(Image-grounded pointing data)

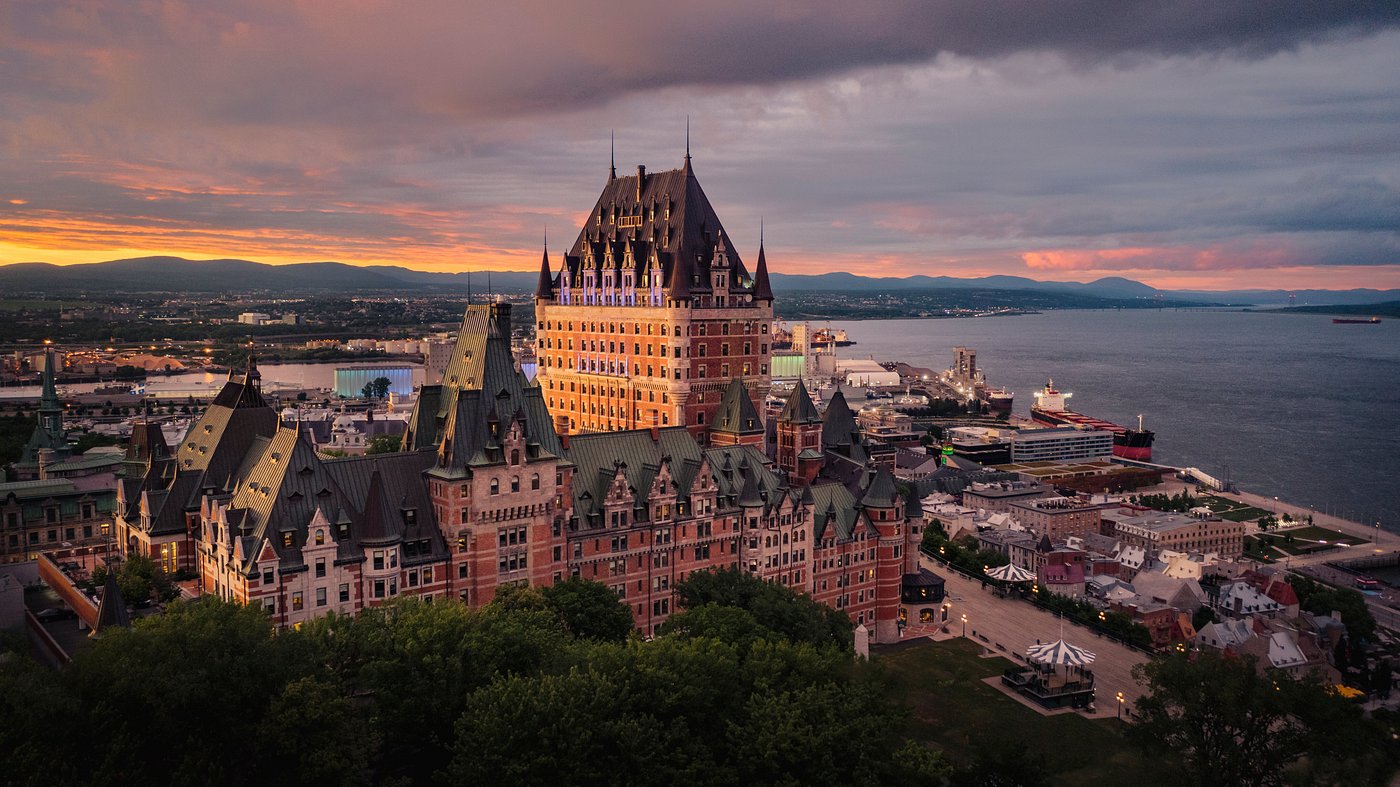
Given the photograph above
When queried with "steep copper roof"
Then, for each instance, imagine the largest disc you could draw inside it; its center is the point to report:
(654, 224)
(737, 413)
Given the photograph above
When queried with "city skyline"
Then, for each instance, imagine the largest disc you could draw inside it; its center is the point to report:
(1220, 146)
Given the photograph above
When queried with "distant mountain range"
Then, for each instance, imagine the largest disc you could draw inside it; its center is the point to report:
(178, 275)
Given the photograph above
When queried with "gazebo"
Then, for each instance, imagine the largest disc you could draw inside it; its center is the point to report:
(1043, 679)
(1010, 573)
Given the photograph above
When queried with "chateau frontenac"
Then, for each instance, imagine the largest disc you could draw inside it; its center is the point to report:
(636, 458)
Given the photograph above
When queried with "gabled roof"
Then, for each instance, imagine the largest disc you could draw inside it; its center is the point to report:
(245, 392)
(839, 427)
(737, 413)
(480, 397)
(657, 216)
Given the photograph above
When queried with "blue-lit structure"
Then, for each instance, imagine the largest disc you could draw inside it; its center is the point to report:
(350, 381)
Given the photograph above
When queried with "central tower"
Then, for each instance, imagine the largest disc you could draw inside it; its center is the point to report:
(651, 311)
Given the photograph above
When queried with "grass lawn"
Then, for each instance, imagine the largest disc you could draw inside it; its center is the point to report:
(1315, 532)
(1246, 514)
(954, 710)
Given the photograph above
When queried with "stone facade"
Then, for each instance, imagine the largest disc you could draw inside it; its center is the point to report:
(651, 312)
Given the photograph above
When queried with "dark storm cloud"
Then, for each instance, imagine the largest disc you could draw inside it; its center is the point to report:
(258, 62)
(923, 136)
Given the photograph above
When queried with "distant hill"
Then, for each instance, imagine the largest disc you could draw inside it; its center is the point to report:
(1388, 308)
(179, 275)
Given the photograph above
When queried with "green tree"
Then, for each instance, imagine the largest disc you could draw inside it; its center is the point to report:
(590, 609)
(1225, 723)
(384, 444)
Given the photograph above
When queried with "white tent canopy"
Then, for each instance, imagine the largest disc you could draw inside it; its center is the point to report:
(1010, 573)
(1060, 651)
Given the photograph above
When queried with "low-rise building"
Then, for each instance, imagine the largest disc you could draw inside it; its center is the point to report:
(1059, 517)
(1000, 496)
(1060, 444)
(44, 514)
(1178, 532)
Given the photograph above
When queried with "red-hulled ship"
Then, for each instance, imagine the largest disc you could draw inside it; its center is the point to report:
(1050, 409)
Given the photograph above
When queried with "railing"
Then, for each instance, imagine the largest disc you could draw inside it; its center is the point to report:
(1028, 679)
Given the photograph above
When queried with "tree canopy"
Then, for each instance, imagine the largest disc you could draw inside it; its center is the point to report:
(541, 685)
(1228, 723)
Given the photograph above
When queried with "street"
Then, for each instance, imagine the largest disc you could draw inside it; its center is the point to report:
(1018, 625)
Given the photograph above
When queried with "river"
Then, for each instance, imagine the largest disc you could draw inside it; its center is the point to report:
(1283, 405)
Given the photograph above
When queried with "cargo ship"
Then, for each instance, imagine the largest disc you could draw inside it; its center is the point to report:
(1050, 409)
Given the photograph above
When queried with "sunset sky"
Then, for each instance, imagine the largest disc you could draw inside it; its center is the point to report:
(1190, 143)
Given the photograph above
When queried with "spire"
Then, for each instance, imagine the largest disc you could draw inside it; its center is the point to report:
(112, 609)
(881, 493)
(762, 290)
(51, 394)
(737, 413)
(545, 289)
(800, 408)
(679, 284)
(749, 495)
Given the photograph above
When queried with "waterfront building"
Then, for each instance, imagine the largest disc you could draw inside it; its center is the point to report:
(1000, 496)
(487, 493)
(651, 311)
(1060, 444)
(158, 510)
(1179, 532)
(39, 516)
(1059, 517)
(48, 439)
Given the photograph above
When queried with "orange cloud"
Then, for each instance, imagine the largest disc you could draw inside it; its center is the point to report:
(1162, 258)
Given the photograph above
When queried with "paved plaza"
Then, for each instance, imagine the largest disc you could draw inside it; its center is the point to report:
(1017, 625)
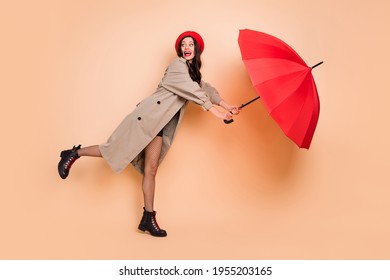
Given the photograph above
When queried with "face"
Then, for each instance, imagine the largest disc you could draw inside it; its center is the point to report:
(188, 48)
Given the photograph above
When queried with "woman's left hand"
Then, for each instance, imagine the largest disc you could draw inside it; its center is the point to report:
(235, 110)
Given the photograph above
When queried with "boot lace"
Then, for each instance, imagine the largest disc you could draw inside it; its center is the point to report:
(154, 222)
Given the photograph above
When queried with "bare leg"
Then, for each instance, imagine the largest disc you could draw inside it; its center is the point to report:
(152, 156)
(91, 151)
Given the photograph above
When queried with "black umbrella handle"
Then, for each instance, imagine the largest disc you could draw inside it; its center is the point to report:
(242, 106)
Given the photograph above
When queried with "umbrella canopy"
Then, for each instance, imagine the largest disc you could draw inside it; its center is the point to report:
(284, 82)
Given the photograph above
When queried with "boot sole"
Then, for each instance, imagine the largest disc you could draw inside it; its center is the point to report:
(144, 230)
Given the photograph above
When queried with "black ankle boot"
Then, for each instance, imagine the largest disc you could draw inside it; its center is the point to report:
(149, 223)
(68, 157)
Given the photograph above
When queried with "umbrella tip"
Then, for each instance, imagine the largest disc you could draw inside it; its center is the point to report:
(319, 63)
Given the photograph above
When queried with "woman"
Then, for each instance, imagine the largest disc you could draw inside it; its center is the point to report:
(145, 135)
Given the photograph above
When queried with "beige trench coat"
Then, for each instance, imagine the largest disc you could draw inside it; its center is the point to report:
(163, 109)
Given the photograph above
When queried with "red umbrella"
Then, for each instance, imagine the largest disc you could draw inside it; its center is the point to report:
(284, 83)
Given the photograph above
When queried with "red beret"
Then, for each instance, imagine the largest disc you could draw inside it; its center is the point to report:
(192, 34)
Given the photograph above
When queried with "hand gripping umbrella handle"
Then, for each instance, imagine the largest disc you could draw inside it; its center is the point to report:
(242, 106)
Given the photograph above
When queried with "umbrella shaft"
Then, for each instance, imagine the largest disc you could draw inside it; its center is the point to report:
(254, 99)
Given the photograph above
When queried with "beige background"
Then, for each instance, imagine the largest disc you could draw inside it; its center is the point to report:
(71, 70)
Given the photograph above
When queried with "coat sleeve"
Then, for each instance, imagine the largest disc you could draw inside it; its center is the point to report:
(178, 81)
(212, 92)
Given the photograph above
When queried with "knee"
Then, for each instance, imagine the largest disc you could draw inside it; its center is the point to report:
(151, 170)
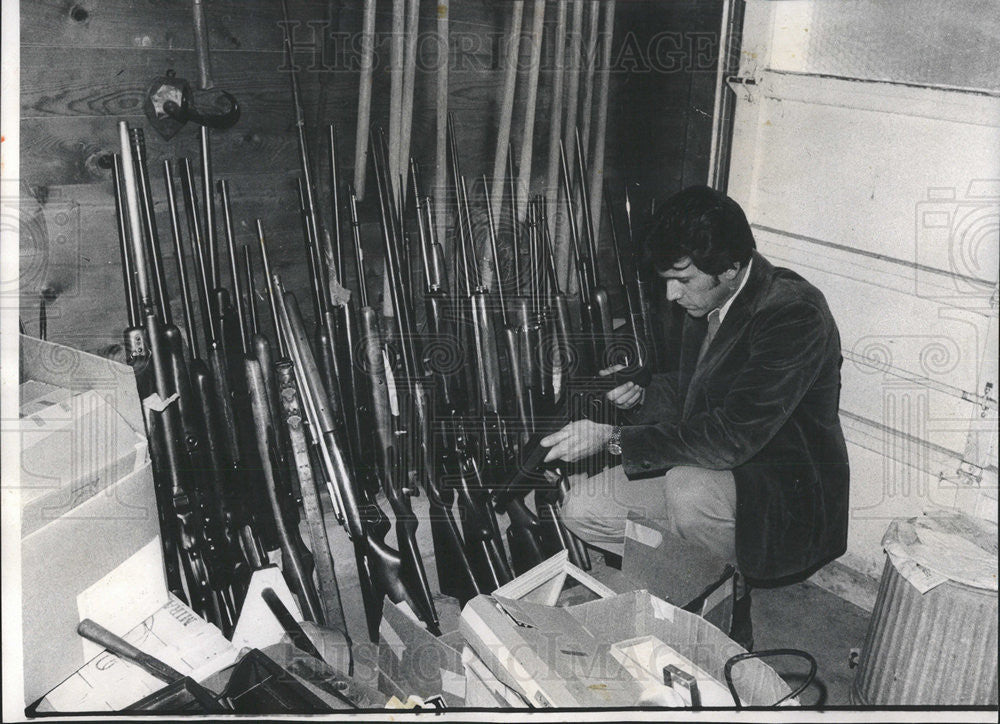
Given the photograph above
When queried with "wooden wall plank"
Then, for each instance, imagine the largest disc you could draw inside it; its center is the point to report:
(87, 64)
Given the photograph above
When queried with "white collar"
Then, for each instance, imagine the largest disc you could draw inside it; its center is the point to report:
(724, 309)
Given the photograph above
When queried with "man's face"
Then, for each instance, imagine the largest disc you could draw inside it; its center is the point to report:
(699, 293)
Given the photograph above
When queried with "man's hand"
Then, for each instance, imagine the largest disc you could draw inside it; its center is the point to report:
(577, 440)
(624, 396)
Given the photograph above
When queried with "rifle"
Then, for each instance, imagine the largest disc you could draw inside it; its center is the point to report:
(352, 385)
(638, 331)
(217, 562)
(643, 302)
(299, 578)
(162, 425)
(394, 472)
(455, 574)
(277, 489)
(138, 357)
(381, 571)
(601, 324)
(331, 607)
(319, 260)
(210, 324)
(219, 467)
(584, 272)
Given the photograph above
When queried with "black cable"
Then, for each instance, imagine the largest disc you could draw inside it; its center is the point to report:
(728, 671)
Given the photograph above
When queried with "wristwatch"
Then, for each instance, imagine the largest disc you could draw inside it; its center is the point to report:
(615, 441)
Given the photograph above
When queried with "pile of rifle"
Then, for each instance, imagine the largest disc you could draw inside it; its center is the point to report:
(451, 401)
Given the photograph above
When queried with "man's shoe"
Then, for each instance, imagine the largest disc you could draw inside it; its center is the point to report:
(741, 630)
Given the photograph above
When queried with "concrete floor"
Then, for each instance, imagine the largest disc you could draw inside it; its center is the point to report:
(801, 616)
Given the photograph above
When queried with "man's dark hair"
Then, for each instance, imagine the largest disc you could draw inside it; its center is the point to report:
(703, 224)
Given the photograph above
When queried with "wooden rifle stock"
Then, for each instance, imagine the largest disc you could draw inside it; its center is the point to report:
(380, 568)
(331, 606)
(294, 568)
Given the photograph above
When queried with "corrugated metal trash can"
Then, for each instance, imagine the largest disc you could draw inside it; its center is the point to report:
(932, 638)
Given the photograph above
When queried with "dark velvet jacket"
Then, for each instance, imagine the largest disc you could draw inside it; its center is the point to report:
(764, 403)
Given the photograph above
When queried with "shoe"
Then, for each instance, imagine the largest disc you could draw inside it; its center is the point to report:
(741, 630)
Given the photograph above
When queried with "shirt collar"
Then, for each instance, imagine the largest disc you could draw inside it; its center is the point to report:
(724, 309)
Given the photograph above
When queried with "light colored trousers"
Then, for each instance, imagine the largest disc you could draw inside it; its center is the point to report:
(695, 504)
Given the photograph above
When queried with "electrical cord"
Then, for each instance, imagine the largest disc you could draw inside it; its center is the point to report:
(728, 671)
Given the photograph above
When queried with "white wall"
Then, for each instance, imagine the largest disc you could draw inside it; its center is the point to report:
(866, 152)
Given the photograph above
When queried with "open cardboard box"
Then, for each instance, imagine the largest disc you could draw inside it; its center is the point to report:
(90, 538)
(565, 656)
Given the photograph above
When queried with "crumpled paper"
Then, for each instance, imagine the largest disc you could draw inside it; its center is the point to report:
(932, 549)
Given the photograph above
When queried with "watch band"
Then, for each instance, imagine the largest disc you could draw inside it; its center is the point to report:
(615, 441)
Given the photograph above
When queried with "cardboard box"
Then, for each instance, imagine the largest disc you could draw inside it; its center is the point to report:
(92, 550)
(412, 661)
(563, 657)
(483, 690)
(174, 634)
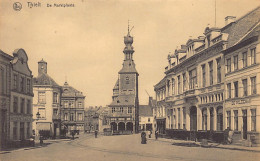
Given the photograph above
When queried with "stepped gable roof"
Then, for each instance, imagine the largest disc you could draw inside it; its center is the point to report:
(161, 83)
(145, 110)
(238, 29)
(124, 100)
(69, 91)
(44, 79)
(128, 67)
(6, 55)
(254, 32)
(116, 85)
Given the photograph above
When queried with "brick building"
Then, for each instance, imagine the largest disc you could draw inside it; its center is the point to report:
(123, 112)
(72, 111)
(46, 102)
(200, 91)
(16, 98)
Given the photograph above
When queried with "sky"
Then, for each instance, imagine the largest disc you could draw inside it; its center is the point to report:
(84, 44)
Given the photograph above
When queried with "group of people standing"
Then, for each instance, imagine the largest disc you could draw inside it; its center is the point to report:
(143, 136)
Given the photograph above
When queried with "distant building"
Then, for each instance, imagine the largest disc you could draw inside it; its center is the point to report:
(72, 111)
(96, 119)
(210, 83)
(146, 118)
(123, 112)
(242, 77)
(91, 119)
(46, 102)
(103, 119)
(16, 98)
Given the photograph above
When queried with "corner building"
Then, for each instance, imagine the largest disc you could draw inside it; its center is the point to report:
(191, 98)
(16, 98)
(124, 109)
(242, 73)
(46, 102)
(72, 111)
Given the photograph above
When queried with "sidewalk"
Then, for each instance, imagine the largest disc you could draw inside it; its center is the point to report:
(210, 145)
(37, 145)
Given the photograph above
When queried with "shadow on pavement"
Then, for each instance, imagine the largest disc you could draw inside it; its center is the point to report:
(186, 144)
(9, 150)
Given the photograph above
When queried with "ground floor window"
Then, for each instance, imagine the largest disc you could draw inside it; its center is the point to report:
(22, 130)
(236, 120)
(15, 131)
(179, 118)
(204, 119)
(228, 119)
(253, 119)
(220, 118)
(28, 130)
(184, 118)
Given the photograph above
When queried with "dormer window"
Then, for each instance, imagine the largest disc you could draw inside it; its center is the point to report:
(208, 40)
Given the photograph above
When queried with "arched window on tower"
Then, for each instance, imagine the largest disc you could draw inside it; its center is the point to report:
(127, 80)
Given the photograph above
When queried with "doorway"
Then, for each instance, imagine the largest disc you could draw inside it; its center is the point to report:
(244, 124)
(193, 118)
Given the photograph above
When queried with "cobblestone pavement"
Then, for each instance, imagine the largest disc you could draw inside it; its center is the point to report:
(126, 148)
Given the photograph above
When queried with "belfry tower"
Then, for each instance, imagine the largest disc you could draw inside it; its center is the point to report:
(124, 109)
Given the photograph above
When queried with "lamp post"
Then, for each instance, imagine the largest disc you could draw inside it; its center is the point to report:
(37, 118)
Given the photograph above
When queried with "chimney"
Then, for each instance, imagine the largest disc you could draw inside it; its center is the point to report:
(150, 101)
(42, 67)
(229, 19)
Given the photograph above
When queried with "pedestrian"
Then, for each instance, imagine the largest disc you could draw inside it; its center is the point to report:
(41, 140)
(72, 133)
(95, 133)
(143, 138)
(156, 134)
(150, 133)
(226, 131)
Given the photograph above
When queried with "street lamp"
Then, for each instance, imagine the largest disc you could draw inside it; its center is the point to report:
(38, 115)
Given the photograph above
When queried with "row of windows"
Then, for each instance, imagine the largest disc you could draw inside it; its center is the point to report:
(22, 84)
(22, 106)
(244, 88)
(244, 115)
(22, 129)
(71, 117)
(121, 109)
(244, 60)
(192, 80)
(212, 98)
(211, 118)
(42, 97)
(70, 104)
(175, 123)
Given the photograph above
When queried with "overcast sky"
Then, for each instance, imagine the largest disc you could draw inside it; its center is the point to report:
(85, 43)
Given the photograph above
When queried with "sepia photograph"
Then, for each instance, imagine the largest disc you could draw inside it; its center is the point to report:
(129, 80)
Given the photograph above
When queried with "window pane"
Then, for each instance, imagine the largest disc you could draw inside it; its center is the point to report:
(244, 59)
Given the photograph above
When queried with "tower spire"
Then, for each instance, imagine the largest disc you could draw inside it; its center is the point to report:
(128, 28)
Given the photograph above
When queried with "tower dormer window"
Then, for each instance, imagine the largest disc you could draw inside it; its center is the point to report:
(127, 80)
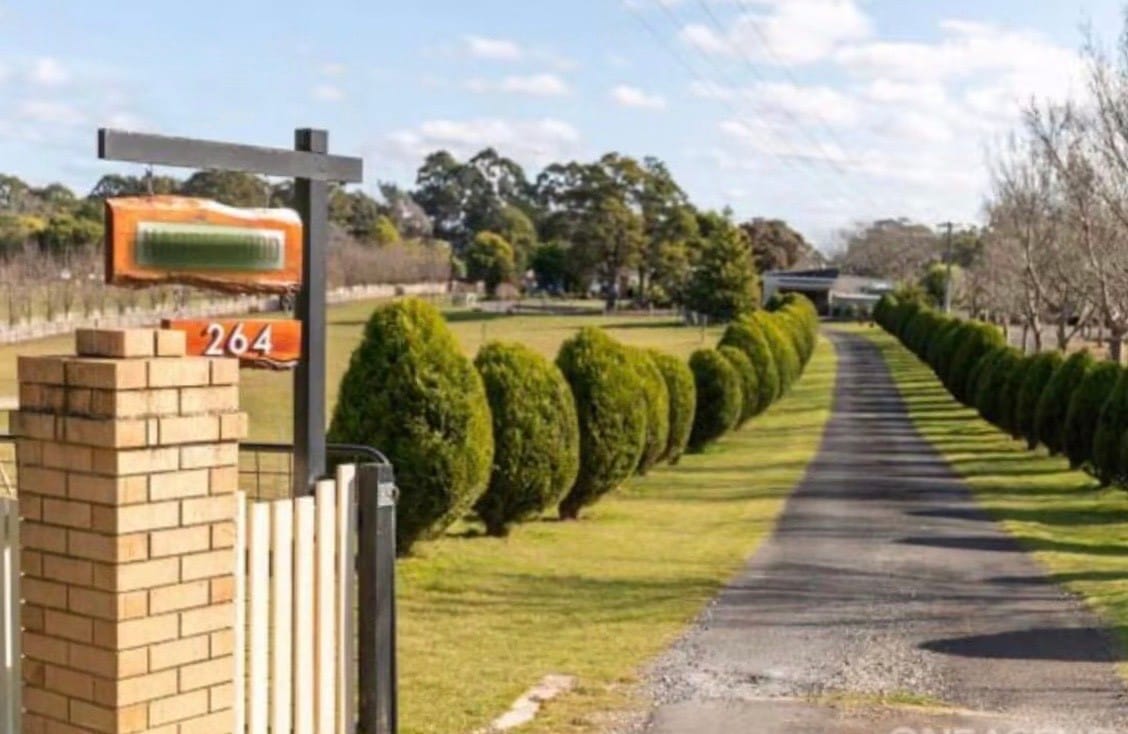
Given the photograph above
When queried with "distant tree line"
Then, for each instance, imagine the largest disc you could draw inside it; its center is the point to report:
(618, 227)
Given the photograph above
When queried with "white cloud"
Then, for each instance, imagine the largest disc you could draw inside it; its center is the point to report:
(50, 112)
(47, 72)
(328, 93)
(536, 141)
(493, 49)
(643, 3)
(811, 105)
(785, 32)
(535, 85)
(126, 121)
(627, 96)
(967, 51)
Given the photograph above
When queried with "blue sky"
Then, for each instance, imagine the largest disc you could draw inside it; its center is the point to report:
(820, 112)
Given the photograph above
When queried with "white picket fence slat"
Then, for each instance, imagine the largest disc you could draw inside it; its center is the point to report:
(9, 616)
(282, 616)
(294, 576)
(303, 617)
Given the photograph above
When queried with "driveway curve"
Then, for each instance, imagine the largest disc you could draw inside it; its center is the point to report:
(884, 583)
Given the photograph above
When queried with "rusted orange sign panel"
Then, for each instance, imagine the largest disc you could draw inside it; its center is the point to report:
(265, 344)
(195, 241)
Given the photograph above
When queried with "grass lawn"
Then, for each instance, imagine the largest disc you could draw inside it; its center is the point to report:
(482, 620)
(266, 396)
(1075, 529)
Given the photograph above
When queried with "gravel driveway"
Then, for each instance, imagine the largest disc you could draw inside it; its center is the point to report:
(883, 578)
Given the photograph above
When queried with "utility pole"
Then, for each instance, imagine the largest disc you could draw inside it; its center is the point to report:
(948, 277)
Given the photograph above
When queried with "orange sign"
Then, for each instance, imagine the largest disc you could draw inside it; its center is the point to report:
(195, 241)
(266, 344)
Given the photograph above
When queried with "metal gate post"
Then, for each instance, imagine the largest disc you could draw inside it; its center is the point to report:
(376, 569)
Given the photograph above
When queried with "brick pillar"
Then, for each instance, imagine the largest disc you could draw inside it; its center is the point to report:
(128, 466)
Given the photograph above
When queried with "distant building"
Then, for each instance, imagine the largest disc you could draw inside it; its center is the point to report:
(833, 293)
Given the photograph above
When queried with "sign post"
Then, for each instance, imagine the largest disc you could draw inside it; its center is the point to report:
(311, 167)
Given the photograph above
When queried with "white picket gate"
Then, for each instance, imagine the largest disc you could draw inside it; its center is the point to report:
(294, 645)
(9, 616)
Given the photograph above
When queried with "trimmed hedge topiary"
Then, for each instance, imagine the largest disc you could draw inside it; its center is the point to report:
(981, 370)
(1041, 369)
(936, 345)
(1008, 404)
(1108, 438)
(719, 397)
(882, 311)
(1084, 410)
(1054, 403)
(801, 321)
(411, 391)
(992, 387)
(904, 316)
(613, 419)
(658, 408)
(747, 335)
(783, 351)
(976, 339)
(946, 348)
(679, 385)
(536, 435)
(748, 386)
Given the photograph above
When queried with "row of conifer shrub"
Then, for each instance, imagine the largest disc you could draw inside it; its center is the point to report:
(511, 434)
(1073, 405)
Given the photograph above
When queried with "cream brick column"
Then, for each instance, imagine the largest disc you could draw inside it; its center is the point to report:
(128, 467)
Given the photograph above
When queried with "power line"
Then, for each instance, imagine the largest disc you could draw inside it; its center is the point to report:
(766, 45)
(795, 160)
(756, 72)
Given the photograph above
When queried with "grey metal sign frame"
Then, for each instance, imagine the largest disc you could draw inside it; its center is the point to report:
(311, 167)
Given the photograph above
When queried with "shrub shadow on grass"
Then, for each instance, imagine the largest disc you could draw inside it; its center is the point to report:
(659, 323)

* _TASK TO COMPLETE_: For every line in the records above that holds "cloud", add one, and report the sum alone.

* _YOUR RESPONSE_: 3